**Text for analysis**
════════════════════

Frequently Asked Questions

New user? Let’s get started with these basics.

What is a menstrual cycle?
The time between the first day of a menstrual period and the beginning of the next one is referred to as a menstrual cycle. Usually a typical cycle lasts for 28 days. However, this differs from person to person and can last anywhere between 21 and 45 days.
How long does a period usually last?
On an average, a menstrual period lasts somewhere between 3 and 7 days. This varies from person to person.
How much blood does a woman lose during every menstrual cycle?
Scientific studies reveal that on an average, a woman can lose anywhere between 30 and 90 ml of fluid which constitutes both of blood and mucosal tissue over 3-7 days of menstruation.
Are periods painful?
Slight abdominal pain and cramping during periods is normal. The intensity and duration varies from person to person. This is due to the release of hormone-like compounds called prostaglandins which stimulate contractions of the uterus . Unless the pain is completely debilitating, in which case visiting a doctor would be recommended, most symptoms can be cured using home-made remedies such as hot water compresses and abdominal massages.
What is PMS?

════════════════════

**Data excerpts**
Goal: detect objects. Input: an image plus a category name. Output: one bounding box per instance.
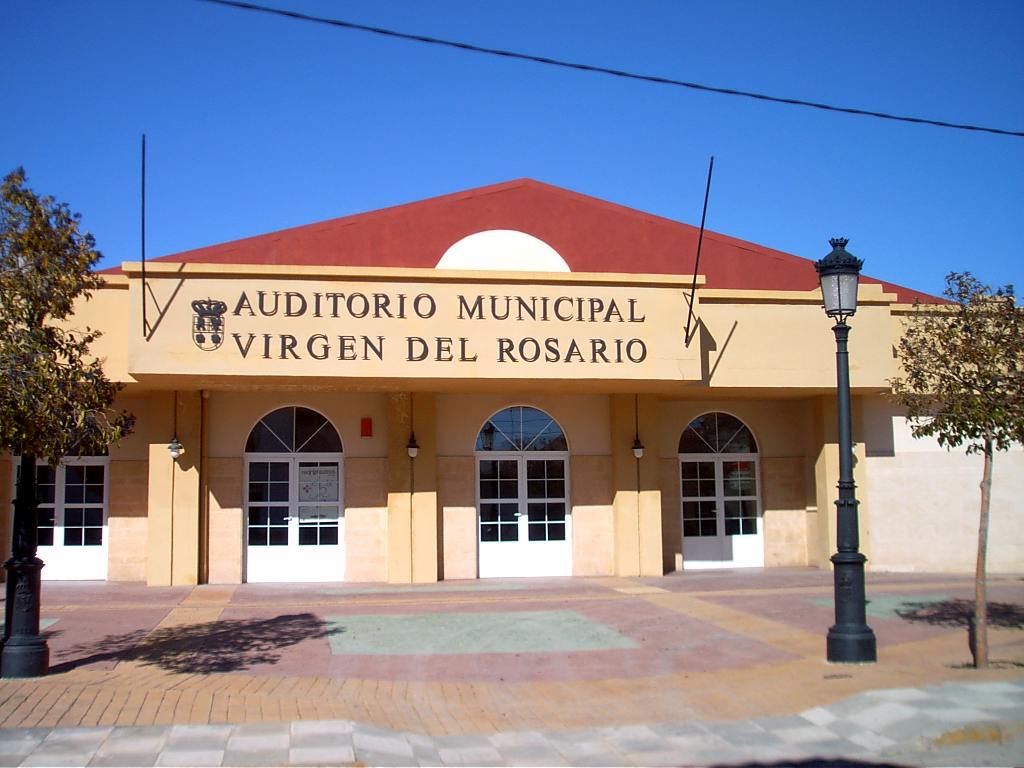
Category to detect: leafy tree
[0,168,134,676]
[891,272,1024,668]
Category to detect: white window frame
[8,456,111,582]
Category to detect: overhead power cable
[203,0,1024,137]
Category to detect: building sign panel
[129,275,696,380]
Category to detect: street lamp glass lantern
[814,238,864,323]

════════════════════

**Questions to answer**
1. Using the menstrual health FAQ, explain in one to three sentences why periods can bring abdominal pain and cramping.
2. Resume the menstrual health FAQ after its last line, "What is PMS?", and keep the same question-and-answer format.

**Responses in order**
1. During a period the body releases hormone-like compounds called prostaglandins. These stimulate contractions of the uterus, and that causes the pain and cramping.

2.
Women usually experience one or a combination of physical and emotional symptoms just before they start their monthly periods. Some of the symptoms include temporary weight gain or feelings of heaviness, tenderness of the breasts, headaches, cramps and general irritability. All these together constitute what is known as Pre-Menstrual Syndrome (PMS). PMS usually sets in a week or so before menses starts and goes away before the bleeding starts. Causes of PMS symptoms can be many such as a change in the levels of estrogen and progesterone during certain times of the month, an increase in these can result in extreme mood swings, anxiety, and emotional outbursts. The changes in these levels affect serotonin, a chemical in the brain that influences the mood, sleep cycle, and appetite.
Why is menstrual hygiene important?
Limited or no knowledge about menstruation and the importance of personal hygiene while menstruating can be a very serious issue. Maintaining adequate hygiene during menses is necessary to stay away from infections as well as for general comfort and easy mobility. Due to a lack of this knowledge, which is a major problem in India today, 71% of Indian women face menstruation-related health disorders.
What are the sanitary products available for menstruating females?
It is important to use hygienic methods to manage your menstrual hygiene to ensure a happy, safe & worry-free period:
Sanitary napkin – The most widely used sanitary product is the disposable ‘sanitary napkin’. Most napkins have an absorbent core and a leak-proof barrier that ensures a dry, leak-free period. These napkins come in a variety of sizes & benefits, with Whisper being the most popular brand in the market today.
Tampons – Unlike the sanitary napkin which is placed outside the vulva, tampons are miniature cylinders of absorbent material that can be inserted into the vagina. Tampons are used more by athletes and people who have a very active lifestyle.
Menstrual cups – These silicone cups can be placed inside the vagina to collect the menstrual flow. Unlike the sanitary pad or the tampon, menstrual cups can be sterilized and re-used for upto 5 years. You just need to take out the cup, wash the blood and re-insert again.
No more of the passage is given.